STUDY TEXT.
_ _ _ _ _

Me. And mountains, go figure...

My first summit. Although even at close to 17,000 feet, this officially is only a HILL in the Himalayas--Nagarjun Hill, to be exact.

Friday, October 12, 2018

Kathmandu

This post may be short and sweet, as I am attempting to type it on my cellphone. Interesting to say the least, but here goes.

I arrived in Kathmandu Thursday in the middle of the night (it's Saturday morning here now-- neat trick, huh? This post published a day before I wrote it. ) My trip here was entirely uneventful, which was pretty amazing considering I took 3 flights over 30 hours. Unfortunately, my ride from the airport failed to show up. An AM/PM mistake I learned later. However, the situation was quickly resolved, and I was on my way.

Kathmandu is about as chaotic a place as I have ever experienced. It's fascinating, a total culture shock as compared to my bucolic life, which I never thought of as bucolic until now! I would not survive such a lifestyle, but it's been interesting to experience.

Drivers and pedestrians approach from every direction. It's amazing nobody gets run over. Honking horns are constant!

Normal electrical pole in Kathmandu. Yikes!

_ _ _ _ _

USING THE INFORMATION.
**a)** Say whether each statement agrees with the Kathmandu blog post, answering yes or no and quoting the deciding words. (i) The writer reached Kathmandu after three flights over 30 hours. (ii) The ride from the airport was waiting when the writer landed. (iii) Nagarjun Hill officially counts as a mountain.
**b)** Write a continuation of the Kathmandu blog post, starting after its last line.
The records that follow the blog post have nothing to do with it.

_ _ _ _ _

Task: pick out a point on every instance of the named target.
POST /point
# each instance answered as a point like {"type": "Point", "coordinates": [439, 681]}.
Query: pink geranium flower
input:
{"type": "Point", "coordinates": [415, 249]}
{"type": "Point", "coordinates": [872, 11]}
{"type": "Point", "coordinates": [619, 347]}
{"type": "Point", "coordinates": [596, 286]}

_ _ _ _ _

ANSWER SET.
**a)**
(i) Yes: "I took 3 flights over 30 hours."
(ii) No: "my ride from the airport failed to show up."
(iii) No: "this officially is only a HILL in the Himalayas."

**b)**
The people here are wonderful; polite, accommodating, and friendly. I met my trekking guide yesterday. He is from the Sherpa culture, and his parents still live in the Himalayan village where he was born. I'm looking forward to learning from him.

My trek was supposed to begin yesterday with a local flight to Lukla, elevation 9500 feet, where we were to begin hiking. Unfortunately, as is routinely the case, after waiting thru 7+ hours of delays--in an obscenely packed and chaotic domestic terminal--our flight was canceled due to poor weather in Lukla. The process will be repeated today.  I'm praying our flight takes off as planned.

Chaos at Kathmandu domestic terminal with everyone awaiting flights to Lukla
These days in Kathmandu have left me quite anxious, to the point where it's been a struggle to soothe myself. I'm really hoping/expecting getting my boots on the ground will bring about more of the physical and spiritual experience for which I planned.

Sunday, October 7, 2018

Ready or not

Nepal is on the horizon. I'm excited, anxious, and ready to go. I'm not looking forward to the actual travel there and back, but I'm prepared to take it in stride and roll with whatever comes my way. Eventually, I will get there. I'll do my best to embrace the journey.

Preparation for this bucket list trip has been a bit complex and challenging. Trekking through the Himalayas followed by riding an elephant in the jungle meant I needed a lot of different gear, so packing required maximum thought and planning. In fact, the first time I packed last Sunday, it took me 6.5 hours! I'm now almost completely packed. In addition, the house sitters, dog sitter, lawn care guy, and transportation friends have all been set up. Everything is taken care of. Finally.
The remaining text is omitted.